PROBLEM
State the number of lines in these records that include the string "path", and say nothing more.

Dataset excerpts
*** Begin section ***

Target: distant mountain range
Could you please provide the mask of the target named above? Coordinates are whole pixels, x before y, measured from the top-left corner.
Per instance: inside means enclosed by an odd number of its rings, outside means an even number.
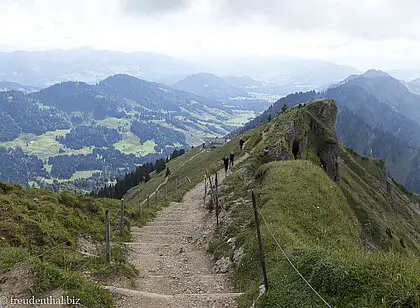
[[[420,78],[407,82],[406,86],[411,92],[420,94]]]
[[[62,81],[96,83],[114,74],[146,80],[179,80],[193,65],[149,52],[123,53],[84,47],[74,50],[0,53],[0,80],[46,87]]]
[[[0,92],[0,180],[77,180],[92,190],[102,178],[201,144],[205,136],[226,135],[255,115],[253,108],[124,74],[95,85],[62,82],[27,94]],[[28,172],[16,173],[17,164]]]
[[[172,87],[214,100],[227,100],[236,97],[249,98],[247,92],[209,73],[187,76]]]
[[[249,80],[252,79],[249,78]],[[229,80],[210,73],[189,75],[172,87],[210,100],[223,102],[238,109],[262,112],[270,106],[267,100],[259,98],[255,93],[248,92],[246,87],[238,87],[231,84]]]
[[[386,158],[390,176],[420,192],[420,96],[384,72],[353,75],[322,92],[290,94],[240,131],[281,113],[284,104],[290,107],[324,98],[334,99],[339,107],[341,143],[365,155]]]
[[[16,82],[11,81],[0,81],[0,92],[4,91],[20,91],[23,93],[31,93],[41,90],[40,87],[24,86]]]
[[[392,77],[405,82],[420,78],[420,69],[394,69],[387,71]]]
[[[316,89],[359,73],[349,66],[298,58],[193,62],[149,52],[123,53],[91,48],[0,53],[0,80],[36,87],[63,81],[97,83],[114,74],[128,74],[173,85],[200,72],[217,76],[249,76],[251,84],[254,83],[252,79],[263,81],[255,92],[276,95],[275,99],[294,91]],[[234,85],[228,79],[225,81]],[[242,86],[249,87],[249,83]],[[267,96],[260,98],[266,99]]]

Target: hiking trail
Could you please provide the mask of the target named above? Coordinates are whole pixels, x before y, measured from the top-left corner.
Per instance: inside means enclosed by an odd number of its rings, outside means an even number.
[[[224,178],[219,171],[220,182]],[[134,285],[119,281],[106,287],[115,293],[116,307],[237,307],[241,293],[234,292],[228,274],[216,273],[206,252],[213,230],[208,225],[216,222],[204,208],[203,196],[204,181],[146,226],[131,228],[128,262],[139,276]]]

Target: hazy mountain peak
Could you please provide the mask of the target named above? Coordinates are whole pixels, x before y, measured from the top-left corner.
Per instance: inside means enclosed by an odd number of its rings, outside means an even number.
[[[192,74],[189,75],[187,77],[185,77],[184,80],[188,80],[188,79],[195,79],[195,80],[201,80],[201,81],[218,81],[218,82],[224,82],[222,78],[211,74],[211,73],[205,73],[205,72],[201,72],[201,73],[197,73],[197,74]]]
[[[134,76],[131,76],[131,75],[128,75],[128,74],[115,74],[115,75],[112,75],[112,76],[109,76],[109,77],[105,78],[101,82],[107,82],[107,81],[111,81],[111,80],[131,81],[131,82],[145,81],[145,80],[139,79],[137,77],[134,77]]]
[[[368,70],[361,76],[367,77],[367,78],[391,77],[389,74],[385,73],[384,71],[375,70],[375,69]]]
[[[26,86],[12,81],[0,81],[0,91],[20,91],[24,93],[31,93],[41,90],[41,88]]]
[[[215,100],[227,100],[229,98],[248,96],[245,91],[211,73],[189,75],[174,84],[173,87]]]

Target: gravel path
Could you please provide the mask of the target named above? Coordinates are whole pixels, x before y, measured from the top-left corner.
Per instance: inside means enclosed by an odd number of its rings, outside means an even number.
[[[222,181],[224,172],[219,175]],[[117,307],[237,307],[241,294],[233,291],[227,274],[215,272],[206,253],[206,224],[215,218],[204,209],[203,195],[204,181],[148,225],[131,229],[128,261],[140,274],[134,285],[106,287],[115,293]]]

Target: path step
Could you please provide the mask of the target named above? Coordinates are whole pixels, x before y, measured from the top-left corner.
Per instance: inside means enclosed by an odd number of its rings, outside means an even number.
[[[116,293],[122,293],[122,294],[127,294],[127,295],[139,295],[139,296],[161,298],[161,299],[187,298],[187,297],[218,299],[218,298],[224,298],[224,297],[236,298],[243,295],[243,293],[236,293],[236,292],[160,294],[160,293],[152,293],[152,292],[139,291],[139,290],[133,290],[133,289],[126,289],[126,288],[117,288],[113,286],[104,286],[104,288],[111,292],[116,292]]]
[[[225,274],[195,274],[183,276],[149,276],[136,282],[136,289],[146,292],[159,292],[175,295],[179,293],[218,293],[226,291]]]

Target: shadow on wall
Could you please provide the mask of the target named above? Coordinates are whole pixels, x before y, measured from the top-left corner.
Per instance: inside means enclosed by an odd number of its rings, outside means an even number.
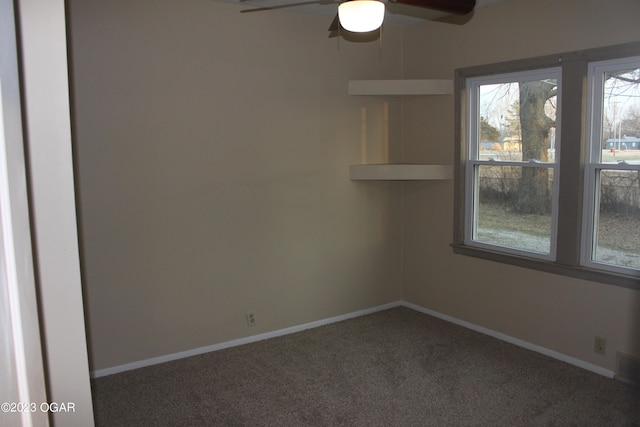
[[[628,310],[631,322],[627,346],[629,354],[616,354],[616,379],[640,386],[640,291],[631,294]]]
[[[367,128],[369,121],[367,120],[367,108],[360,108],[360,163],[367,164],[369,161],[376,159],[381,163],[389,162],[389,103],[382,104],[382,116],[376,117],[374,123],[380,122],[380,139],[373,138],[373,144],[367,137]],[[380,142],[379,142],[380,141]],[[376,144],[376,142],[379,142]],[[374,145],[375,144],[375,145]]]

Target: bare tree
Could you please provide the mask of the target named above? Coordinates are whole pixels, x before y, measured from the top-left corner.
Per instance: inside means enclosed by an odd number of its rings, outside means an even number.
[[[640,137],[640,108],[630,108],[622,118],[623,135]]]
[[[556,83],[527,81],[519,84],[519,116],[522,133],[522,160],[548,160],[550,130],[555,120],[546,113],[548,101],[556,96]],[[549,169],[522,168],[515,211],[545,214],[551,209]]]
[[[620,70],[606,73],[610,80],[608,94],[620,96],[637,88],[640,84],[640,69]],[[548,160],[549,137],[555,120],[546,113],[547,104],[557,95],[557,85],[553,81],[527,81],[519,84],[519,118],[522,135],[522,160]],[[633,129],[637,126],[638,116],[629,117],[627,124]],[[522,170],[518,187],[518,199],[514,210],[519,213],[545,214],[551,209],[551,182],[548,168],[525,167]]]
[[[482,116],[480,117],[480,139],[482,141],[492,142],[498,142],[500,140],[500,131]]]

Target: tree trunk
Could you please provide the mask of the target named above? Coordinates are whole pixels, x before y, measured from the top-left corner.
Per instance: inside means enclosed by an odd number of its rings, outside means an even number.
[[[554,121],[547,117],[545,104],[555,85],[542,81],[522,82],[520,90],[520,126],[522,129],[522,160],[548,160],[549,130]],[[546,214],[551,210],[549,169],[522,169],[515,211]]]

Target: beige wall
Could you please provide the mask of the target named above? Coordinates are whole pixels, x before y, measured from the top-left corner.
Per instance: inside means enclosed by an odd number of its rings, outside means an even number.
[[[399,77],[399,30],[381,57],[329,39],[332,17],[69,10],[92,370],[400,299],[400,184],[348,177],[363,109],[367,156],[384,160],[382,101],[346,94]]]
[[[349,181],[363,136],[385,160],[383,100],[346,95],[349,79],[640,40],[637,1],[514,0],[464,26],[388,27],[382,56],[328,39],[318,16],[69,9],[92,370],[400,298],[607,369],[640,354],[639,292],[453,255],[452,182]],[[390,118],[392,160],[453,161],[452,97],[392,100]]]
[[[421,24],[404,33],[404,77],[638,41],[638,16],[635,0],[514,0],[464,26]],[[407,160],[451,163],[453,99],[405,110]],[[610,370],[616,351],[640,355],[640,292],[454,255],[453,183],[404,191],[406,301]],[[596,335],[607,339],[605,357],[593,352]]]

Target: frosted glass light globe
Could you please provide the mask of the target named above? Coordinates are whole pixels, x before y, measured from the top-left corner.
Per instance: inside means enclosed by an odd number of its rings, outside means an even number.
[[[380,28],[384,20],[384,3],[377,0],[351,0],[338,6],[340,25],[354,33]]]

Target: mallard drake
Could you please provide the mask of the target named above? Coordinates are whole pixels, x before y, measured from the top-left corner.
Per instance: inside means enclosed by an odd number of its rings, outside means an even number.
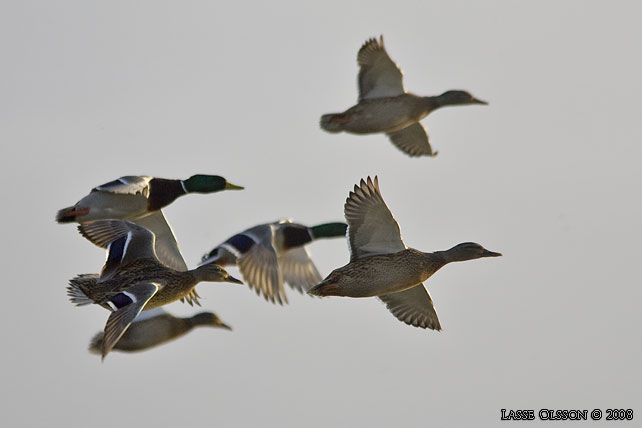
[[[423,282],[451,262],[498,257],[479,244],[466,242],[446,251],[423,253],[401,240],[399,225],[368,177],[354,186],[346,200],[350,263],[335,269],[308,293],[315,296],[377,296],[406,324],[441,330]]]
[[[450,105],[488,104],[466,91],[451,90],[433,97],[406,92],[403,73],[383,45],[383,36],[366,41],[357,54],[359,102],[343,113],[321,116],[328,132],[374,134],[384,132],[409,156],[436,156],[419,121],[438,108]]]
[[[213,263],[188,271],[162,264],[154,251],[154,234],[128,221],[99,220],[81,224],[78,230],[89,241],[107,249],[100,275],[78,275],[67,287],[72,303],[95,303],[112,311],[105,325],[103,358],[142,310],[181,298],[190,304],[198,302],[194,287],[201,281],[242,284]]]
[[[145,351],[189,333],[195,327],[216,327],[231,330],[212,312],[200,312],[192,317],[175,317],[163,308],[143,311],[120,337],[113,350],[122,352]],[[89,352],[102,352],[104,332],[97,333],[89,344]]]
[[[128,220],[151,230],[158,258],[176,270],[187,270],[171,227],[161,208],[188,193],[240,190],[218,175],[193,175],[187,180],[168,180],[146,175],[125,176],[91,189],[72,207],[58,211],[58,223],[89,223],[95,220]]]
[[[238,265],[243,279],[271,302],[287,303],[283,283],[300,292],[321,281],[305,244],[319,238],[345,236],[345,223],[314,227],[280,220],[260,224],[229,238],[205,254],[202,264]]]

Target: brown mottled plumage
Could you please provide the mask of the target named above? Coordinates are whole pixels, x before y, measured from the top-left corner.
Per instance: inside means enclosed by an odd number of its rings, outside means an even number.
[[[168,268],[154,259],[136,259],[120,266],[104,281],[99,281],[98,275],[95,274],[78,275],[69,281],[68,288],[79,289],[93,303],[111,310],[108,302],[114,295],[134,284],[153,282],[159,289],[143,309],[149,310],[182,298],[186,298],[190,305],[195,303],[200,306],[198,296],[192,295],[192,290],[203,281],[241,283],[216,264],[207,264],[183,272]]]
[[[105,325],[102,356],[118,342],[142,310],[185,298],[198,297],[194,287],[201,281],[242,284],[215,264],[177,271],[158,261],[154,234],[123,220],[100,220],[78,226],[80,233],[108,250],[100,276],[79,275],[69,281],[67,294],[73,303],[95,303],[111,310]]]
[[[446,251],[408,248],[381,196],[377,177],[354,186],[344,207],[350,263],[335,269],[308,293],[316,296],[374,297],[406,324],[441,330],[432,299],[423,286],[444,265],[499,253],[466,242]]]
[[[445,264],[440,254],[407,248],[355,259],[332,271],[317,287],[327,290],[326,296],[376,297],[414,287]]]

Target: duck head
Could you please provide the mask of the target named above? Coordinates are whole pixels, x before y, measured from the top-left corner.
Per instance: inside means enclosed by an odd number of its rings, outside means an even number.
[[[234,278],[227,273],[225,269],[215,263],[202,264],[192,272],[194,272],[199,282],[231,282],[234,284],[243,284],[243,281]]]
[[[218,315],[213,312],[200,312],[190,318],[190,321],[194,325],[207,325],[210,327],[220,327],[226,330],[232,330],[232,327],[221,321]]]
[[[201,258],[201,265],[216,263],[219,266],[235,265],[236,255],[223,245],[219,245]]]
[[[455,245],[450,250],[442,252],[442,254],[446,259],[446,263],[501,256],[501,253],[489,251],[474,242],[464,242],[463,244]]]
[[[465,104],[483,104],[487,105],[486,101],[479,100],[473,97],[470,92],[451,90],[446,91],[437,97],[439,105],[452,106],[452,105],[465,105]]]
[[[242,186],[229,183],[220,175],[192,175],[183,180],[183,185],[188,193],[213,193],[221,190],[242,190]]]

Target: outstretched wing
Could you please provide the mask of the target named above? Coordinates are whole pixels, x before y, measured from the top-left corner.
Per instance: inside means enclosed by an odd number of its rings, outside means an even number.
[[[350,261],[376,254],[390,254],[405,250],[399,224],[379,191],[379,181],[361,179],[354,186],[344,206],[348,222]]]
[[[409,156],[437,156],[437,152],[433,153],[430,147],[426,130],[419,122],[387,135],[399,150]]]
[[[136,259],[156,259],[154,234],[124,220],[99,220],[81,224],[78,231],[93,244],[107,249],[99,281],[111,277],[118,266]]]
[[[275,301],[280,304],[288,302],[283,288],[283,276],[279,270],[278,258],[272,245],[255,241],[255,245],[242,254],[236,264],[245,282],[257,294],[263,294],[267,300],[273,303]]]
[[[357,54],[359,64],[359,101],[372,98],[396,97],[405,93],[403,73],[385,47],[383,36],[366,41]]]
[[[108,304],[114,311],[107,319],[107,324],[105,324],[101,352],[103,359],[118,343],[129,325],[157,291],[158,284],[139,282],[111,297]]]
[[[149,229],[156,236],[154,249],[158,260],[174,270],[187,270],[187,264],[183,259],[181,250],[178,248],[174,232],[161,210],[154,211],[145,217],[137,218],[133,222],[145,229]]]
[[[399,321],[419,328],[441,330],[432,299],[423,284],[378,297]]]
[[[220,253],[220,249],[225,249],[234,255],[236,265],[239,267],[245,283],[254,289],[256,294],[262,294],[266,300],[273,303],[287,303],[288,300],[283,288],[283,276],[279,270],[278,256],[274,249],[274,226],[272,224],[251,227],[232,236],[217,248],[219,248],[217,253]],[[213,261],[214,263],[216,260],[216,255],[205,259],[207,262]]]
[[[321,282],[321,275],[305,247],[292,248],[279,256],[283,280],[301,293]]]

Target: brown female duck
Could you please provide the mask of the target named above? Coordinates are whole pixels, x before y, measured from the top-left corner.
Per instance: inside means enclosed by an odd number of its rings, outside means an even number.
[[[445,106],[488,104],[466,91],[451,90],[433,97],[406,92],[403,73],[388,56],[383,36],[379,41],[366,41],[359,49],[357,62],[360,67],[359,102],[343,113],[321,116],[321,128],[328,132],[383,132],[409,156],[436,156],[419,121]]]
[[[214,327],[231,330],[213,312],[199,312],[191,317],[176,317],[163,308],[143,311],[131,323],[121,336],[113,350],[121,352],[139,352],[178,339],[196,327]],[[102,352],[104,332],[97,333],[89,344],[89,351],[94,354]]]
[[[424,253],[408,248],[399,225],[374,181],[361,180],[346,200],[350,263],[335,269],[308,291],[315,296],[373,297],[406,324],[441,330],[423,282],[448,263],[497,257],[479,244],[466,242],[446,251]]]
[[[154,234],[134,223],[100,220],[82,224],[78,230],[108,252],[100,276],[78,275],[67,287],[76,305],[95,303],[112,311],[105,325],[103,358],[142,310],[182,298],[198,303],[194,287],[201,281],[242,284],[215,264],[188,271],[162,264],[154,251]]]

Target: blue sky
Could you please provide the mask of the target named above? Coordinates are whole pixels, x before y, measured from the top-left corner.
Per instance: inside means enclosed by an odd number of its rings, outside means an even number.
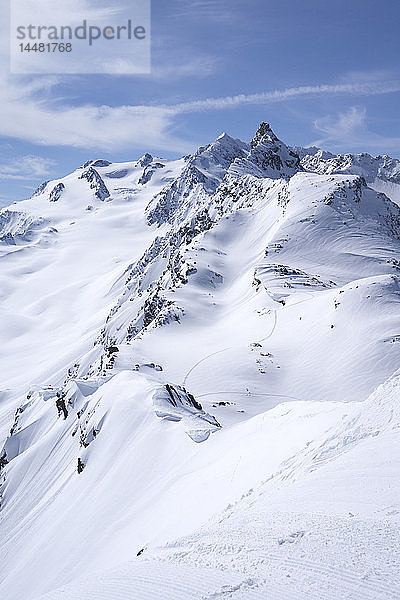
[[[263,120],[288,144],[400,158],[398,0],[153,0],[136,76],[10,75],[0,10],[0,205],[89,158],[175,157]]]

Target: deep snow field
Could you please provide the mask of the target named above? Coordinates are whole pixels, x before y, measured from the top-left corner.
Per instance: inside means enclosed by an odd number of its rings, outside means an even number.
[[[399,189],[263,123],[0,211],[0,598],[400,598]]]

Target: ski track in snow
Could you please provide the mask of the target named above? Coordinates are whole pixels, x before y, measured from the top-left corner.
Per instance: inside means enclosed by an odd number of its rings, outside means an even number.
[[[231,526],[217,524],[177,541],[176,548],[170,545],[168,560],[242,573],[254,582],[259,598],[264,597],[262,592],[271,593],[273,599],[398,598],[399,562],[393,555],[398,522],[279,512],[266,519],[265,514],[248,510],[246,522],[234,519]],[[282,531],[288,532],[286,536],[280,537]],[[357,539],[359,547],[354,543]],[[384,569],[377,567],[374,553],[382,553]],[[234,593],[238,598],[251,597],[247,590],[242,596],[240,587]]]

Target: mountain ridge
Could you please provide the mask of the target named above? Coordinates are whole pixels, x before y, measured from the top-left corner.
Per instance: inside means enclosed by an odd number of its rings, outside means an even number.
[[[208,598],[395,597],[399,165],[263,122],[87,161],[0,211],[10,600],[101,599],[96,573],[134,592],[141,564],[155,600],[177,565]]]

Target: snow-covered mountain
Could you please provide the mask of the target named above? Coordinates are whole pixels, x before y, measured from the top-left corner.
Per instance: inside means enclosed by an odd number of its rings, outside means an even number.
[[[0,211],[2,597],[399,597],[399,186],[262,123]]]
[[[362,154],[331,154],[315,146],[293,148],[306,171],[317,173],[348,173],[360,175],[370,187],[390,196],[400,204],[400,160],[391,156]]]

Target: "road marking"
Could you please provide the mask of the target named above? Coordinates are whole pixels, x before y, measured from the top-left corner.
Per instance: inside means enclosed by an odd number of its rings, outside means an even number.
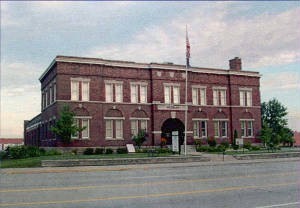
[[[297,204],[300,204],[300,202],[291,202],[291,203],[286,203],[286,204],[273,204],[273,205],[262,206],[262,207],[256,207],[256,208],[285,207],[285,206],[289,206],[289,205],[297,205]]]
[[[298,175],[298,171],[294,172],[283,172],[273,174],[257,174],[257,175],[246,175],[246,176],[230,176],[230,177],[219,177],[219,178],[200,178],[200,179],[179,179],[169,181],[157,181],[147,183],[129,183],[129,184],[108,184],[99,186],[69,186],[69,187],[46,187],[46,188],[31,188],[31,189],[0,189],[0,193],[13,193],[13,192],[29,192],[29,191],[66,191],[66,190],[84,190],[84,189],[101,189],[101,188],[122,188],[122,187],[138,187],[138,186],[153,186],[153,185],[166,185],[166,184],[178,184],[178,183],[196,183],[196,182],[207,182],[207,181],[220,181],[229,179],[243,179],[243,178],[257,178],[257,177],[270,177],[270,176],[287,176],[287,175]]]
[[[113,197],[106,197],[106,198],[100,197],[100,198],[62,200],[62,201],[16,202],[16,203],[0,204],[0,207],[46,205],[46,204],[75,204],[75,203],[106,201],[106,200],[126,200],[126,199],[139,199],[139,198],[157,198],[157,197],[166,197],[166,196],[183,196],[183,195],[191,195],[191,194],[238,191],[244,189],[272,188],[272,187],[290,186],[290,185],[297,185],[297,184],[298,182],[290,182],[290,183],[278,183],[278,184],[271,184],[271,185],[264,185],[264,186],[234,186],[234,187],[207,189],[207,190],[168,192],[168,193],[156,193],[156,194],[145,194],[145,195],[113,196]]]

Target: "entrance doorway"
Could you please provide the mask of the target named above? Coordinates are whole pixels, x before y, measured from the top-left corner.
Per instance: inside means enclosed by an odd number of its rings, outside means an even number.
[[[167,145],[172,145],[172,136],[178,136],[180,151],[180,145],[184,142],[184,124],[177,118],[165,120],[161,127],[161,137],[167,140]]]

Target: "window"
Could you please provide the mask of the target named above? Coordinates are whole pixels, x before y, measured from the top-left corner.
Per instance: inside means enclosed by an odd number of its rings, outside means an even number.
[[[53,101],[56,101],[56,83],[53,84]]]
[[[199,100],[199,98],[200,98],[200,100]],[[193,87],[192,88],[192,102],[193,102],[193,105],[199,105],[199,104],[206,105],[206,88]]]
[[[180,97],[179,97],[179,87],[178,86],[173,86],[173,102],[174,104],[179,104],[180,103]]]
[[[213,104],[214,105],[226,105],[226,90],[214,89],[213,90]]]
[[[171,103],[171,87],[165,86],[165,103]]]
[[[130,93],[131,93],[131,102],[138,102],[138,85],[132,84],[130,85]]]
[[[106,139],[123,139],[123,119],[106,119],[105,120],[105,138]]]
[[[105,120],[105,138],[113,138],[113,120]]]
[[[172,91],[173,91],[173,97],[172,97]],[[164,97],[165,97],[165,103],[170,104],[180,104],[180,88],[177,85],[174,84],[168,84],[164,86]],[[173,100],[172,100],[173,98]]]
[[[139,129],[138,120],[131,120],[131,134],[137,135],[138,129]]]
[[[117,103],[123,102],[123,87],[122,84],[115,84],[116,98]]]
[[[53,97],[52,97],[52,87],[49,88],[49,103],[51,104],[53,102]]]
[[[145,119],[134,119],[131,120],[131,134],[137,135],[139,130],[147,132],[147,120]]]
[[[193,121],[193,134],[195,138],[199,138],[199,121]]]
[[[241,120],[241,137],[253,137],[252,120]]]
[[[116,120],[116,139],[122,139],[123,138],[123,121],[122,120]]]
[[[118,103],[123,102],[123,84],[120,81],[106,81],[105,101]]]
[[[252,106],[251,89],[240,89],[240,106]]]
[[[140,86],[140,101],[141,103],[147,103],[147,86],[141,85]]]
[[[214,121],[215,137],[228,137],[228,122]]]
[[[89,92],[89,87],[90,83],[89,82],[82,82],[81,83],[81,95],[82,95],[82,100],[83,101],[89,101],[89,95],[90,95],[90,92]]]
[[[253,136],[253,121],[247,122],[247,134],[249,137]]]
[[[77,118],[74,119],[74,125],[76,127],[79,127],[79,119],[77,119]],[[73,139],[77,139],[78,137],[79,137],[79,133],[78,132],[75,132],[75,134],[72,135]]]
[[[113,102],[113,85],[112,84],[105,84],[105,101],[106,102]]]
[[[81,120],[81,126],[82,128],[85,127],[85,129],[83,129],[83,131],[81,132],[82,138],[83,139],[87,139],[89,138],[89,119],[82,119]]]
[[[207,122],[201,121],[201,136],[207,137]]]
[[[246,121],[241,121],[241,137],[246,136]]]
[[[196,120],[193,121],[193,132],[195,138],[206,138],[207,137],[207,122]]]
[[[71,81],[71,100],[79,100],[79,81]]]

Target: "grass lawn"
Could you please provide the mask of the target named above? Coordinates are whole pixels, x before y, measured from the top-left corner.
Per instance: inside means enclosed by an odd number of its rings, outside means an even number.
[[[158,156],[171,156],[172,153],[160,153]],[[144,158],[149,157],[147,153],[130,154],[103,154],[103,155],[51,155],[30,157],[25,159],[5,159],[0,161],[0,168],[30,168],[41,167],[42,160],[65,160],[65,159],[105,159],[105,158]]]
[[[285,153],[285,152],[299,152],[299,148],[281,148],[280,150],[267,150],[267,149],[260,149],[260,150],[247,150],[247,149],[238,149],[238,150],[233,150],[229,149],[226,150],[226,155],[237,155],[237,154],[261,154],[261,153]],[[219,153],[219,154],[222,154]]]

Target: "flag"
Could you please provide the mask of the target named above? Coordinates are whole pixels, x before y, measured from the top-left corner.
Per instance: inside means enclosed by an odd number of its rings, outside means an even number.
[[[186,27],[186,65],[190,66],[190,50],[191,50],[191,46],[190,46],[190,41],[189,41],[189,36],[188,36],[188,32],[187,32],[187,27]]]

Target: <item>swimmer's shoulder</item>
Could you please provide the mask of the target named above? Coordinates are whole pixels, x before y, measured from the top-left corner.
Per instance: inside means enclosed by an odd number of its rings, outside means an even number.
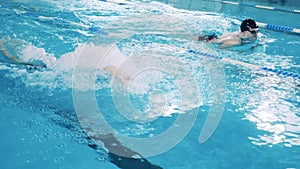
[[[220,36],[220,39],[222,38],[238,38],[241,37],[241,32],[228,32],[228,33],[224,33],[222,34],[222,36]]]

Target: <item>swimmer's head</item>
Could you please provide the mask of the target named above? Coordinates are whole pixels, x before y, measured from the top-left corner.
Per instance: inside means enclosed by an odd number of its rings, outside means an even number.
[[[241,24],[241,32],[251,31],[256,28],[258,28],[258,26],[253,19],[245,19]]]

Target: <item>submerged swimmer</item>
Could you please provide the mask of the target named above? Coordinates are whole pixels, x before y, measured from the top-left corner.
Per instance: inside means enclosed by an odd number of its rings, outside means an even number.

*** End section ***

YOUR SOLUTION
2